• Document text:

*****

This most unusual Chinese blogger was making a big stir with her site, which received international attention in recent weeks. Now, the all-knowing Party has suddenly banned her from appearing in the media and decreed she must “disappear.” Just see how she threatened harmony and stability:
Sitting across the table is an unlikely heroine of China’s youth, an icon of the internet age whom the Beijing authorities have just ordered “must be disappeared” from the spotlight.
She is recognised by all the waitresses in our bustling restaurant in Beijing’s university district. Fellow diners whisper and point as Sister Lotus gnaws on roast rabbit legs, muses on her baffling fame and laments her downfall.
This 28-year-old woman of average looks and with no obvious talents has somehow become a phenomenon: idolised, adored and ridiculed in equal measure for her bumptious weblog (“I am so beautiful, when men see my body they get a nosebleed,” reads a typically boastful posting) that are required reading for millions.
Only a few days ago, Sister Lotus was planning a lucrative media career on the back of her internet postings, often illustrated with saucy pictures in over-the-top poses. Now the authorities have decided that the show has gone on long enough. The Sister Lotus phenomenon is history.
“Just like that, it was all over,” she says, unusually deflated. “They blocked me. The Propaganda Department told the television stations and big newspapers to stop covering me. For some reason, they were uncomfortable.”
All the book and recording deals have been canceled and she is left with very little money. Reporters acknowledged they were told by the party she must disappear from the public eye altogether. Thank God; we’re all safe and harmonious again.
1 By Martyn
In case people are wondering just who the hell “Sister Lotus” actually is, she’s a 28-year old woman from Shaanxi Province who tried and failed to get into China’s top universities. She then started writing about her application “struggle” on a blog. Unusually, she quickly gained cult-like status across China.
You coundn’t script this: she was a media sensation. On the 29 July 2005 even the official China Daily featured an article about her (originally from the Wash Post) celebrating the phenomenon. Now the upper echelons of the CCP have warned all media outlets to stop reporting about her and her site was blocked.
What the hell did she do wrong? She didn’t break any law. The only thing she did was become popular. Perhaps the CCP were jealous?!
In case anyone is wondering what she looks like, there’s a decent photo of here at the Beijing Review:
http://tinyurl.com/dcrdh
August 13, 2005 @ 8:03 pm | Comment
2 By richard
Thanks Martyn, I guess I presumed she was a household name by now….

*****

• Dataset content:

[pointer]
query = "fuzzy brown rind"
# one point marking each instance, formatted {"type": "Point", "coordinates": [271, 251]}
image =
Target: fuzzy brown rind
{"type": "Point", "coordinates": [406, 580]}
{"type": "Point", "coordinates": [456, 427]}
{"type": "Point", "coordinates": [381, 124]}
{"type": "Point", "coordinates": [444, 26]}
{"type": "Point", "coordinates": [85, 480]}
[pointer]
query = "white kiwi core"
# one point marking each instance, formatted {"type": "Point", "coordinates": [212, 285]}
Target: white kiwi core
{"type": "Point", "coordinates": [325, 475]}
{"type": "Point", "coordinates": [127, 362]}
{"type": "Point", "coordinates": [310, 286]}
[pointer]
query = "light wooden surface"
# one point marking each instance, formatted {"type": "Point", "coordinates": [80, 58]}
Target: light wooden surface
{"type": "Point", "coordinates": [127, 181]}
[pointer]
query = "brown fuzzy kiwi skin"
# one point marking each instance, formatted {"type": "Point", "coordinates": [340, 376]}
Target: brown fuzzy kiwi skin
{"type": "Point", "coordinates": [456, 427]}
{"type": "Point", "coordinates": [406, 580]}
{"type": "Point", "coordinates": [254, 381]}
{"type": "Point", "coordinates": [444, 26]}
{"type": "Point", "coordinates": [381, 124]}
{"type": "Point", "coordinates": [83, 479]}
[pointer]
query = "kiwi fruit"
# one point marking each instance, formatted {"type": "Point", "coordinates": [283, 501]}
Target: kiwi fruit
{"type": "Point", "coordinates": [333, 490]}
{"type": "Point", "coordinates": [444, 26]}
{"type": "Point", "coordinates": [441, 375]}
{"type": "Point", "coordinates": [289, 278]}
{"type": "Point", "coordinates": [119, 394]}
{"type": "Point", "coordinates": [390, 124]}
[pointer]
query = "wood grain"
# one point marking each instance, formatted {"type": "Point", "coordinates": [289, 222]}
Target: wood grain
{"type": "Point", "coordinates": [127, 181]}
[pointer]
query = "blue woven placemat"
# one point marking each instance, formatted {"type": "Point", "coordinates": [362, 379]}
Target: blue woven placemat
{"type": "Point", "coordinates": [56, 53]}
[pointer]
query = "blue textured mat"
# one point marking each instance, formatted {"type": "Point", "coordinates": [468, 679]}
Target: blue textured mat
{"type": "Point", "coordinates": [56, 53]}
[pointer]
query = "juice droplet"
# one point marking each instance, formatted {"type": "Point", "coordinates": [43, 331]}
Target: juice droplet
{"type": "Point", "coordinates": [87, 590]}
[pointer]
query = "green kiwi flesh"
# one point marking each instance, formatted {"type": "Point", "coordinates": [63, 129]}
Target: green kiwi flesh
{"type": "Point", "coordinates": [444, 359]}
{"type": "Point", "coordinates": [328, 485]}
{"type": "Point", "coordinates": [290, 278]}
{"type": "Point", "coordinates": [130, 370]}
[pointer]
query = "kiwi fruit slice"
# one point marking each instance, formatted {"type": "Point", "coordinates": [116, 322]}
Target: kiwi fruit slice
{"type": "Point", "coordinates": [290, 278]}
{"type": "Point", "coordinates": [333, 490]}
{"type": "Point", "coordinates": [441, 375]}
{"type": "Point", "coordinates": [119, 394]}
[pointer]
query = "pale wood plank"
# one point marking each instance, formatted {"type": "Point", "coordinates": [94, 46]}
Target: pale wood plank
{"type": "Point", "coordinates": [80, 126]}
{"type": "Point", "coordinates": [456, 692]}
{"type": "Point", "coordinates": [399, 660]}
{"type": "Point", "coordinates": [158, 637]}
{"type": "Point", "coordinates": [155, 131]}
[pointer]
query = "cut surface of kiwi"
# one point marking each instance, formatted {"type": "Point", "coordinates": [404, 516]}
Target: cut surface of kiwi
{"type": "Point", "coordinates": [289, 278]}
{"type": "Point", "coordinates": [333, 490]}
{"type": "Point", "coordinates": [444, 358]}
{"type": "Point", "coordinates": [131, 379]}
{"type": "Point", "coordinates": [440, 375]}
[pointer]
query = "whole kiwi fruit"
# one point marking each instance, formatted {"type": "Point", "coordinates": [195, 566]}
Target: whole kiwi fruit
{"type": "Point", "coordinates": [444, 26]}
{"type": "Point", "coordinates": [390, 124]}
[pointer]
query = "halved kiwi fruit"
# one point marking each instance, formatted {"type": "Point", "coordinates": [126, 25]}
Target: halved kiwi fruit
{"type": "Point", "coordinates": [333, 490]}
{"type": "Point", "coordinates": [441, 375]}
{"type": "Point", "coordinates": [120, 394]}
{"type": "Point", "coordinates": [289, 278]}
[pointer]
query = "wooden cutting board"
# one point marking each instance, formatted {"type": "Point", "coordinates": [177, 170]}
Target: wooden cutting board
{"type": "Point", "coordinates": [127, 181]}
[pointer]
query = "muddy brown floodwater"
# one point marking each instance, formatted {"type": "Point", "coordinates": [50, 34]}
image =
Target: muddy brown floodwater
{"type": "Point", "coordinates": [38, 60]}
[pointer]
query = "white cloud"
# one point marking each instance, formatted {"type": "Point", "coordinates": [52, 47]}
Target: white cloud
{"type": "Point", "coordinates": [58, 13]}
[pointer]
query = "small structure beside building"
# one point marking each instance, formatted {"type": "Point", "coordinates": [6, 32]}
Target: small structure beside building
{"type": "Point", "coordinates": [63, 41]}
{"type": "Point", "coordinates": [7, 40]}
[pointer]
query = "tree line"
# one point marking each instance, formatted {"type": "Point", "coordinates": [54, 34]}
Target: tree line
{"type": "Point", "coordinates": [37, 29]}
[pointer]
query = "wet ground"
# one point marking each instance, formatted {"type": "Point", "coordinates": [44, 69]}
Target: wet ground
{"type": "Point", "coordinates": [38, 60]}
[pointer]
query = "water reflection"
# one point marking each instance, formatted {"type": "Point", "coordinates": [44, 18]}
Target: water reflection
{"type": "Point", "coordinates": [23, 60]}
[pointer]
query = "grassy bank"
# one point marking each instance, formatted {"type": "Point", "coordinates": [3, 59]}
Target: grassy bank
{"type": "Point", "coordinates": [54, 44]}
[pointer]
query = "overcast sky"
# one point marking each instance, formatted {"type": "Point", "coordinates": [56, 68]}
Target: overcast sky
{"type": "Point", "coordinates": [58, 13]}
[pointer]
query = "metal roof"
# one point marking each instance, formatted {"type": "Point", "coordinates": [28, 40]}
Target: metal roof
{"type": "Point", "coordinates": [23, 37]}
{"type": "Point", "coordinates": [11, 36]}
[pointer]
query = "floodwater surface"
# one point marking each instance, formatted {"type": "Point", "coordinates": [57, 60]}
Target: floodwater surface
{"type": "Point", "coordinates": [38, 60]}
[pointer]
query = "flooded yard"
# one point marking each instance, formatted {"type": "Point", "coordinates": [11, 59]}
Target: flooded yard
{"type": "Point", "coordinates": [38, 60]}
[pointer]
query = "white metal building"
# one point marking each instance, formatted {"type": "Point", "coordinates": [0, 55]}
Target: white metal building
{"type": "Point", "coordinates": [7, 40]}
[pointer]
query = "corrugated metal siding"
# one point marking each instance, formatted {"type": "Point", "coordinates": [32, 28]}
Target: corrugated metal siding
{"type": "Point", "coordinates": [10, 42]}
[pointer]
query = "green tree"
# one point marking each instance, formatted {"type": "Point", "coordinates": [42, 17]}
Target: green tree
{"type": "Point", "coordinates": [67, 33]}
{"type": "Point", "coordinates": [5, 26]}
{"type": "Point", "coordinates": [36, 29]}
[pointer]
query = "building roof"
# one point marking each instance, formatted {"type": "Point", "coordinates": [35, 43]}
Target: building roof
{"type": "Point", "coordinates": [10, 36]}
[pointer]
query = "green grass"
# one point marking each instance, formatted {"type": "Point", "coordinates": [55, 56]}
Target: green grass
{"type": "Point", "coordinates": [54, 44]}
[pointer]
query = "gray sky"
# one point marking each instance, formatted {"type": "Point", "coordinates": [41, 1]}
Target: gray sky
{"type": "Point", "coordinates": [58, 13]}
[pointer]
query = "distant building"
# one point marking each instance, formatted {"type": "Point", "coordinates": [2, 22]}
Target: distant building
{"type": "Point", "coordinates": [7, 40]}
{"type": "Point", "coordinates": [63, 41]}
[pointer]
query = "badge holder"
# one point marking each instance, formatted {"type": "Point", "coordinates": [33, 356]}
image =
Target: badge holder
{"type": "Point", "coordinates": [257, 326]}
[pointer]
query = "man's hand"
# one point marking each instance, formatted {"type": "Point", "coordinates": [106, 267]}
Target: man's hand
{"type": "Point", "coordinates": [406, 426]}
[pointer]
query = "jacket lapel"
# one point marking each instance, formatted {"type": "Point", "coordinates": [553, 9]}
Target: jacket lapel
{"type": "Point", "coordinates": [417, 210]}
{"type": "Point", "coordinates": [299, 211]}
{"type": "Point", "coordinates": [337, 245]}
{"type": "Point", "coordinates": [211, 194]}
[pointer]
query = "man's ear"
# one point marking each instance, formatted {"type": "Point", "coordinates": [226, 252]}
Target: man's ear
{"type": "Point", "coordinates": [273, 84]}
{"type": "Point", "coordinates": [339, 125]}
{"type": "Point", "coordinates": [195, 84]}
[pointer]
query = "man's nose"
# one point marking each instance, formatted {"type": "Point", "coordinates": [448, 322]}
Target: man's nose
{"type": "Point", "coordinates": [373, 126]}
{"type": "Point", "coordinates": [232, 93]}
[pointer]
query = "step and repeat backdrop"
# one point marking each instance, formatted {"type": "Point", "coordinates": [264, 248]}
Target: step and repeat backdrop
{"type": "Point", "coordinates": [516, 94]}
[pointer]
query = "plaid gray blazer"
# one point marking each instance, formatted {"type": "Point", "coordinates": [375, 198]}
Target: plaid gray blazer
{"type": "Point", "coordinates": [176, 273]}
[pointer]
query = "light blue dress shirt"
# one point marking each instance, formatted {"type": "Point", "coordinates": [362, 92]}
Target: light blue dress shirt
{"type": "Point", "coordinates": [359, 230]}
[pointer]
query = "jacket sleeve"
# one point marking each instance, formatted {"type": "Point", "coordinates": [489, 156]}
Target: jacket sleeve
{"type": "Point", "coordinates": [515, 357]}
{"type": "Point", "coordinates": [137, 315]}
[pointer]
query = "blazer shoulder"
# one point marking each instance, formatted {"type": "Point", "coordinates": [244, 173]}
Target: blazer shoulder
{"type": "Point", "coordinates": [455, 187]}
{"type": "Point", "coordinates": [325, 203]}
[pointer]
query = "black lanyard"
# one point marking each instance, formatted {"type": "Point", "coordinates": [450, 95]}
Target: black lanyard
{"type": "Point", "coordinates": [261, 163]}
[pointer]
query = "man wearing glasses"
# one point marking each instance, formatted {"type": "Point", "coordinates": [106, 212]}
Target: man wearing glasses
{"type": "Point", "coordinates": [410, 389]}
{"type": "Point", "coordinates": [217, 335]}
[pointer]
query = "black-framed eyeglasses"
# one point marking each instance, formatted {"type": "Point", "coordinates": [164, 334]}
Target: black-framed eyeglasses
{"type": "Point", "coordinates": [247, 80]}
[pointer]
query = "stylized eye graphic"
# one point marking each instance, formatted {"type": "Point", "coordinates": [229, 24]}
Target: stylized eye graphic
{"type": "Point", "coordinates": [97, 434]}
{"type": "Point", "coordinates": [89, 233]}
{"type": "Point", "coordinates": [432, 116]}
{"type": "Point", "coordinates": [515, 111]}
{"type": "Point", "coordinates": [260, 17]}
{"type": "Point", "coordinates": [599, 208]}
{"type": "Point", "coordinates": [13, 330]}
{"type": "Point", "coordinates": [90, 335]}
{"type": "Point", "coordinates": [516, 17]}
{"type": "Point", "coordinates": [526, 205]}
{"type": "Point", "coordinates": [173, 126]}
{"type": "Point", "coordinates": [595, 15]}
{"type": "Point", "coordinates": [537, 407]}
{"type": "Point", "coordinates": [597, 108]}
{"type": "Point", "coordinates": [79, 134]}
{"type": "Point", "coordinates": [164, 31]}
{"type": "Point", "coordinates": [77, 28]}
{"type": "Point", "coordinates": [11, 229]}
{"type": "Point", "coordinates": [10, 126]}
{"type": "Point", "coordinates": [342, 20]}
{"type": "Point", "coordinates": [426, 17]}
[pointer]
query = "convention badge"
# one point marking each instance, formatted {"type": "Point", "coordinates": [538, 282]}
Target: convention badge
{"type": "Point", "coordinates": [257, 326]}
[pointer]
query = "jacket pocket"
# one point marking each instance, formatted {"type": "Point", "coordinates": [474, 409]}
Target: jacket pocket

*****

• Objectives:
a) Reproduce the Sister Lotus post word for word, starting with "All the book" and going on through "status across China.".
b) Answer these from the Sister Lotus post:
(i) How old is Sister Lotus?
(ii) Which province is she from?
(iii) On what date did the official China Daily run an article about her?
Work only from the Sister Lotus post.

• Per-task answers:
a)
All the book and recording deals have been canceled and she is left with very little money. Reporters acknowledged they were told by the party she must disappear from the public eye altogether. Thank God; we’re all safe and harmonious again.
1 By Martyn
In case people are wondering just who the hell “Sister Lotus” actually is, she’s a 28-year old woman from Shaanxi Province who tried and failed to get into China’s top universities. She then started writing about her application “struggle” on a blog. Unusually, she quickly gained cult-like status across China.

b)
(i) 28
(ii) Shaanxi Province
(iii) 29 July 2005